- _Aim of the task_
In the data, extract each line that holds the string "query".

┄┄┄┄┄┄┄┄┄┄┄┄┄┄┄┄┄┄┄┄

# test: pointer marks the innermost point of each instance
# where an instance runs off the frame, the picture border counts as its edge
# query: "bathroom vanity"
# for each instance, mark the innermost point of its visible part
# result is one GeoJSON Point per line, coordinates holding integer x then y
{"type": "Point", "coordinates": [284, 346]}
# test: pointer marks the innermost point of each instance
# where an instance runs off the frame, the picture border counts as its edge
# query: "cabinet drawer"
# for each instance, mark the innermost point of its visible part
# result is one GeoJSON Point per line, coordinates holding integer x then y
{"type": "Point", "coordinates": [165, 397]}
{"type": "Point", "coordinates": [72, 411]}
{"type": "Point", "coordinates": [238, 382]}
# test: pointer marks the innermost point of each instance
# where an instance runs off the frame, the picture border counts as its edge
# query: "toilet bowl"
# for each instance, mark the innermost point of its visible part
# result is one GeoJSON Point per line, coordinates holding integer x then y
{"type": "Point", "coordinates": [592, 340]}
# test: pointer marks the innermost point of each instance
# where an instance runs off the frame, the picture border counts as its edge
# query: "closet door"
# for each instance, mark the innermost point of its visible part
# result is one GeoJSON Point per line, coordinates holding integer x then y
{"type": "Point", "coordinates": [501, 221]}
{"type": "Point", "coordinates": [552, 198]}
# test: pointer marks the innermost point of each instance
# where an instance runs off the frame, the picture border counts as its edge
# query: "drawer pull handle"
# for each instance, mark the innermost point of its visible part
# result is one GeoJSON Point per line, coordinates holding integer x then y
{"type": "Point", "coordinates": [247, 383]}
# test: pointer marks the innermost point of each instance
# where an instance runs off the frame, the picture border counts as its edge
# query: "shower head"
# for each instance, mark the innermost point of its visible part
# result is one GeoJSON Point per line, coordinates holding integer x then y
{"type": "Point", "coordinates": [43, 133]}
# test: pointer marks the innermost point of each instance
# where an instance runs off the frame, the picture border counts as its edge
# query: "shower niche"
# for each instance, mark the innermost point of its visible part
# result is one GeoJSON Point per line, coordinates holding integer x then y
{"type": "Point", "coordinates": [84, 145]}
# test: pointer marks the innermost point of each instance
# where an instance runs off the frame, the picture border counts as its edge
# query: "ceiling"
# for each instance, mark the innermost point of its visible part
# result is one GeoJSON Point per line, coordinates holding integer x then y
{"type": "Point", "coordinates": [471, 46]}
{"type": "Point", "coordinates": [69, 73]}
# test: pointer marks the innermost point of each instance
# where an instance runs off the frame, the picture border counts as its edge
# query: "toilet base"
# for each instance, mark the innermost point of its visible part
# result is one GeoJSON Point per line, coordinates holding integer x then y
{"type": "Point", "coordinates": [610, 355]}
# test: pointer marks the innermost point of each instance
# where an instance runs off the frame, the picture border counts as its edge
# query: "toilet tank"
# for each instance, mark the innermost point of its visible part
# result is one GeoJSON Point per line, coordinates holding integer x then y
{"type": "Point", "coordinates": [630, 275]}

┄┄┄┄┄┄┄┄┄┄┄┄┄┄┄┄┄┄┄┄

- _Solution_
# query: "bathroom vanity"
# query: "cabinet drawer"
# query: "toilet bowl"
# query: "closet door"
# query: "drawer pull handle"
# query: "shower head"
# query: "shower niche"
# query: "ceiling"
# query: "toilet base"
# query: "toilet tank"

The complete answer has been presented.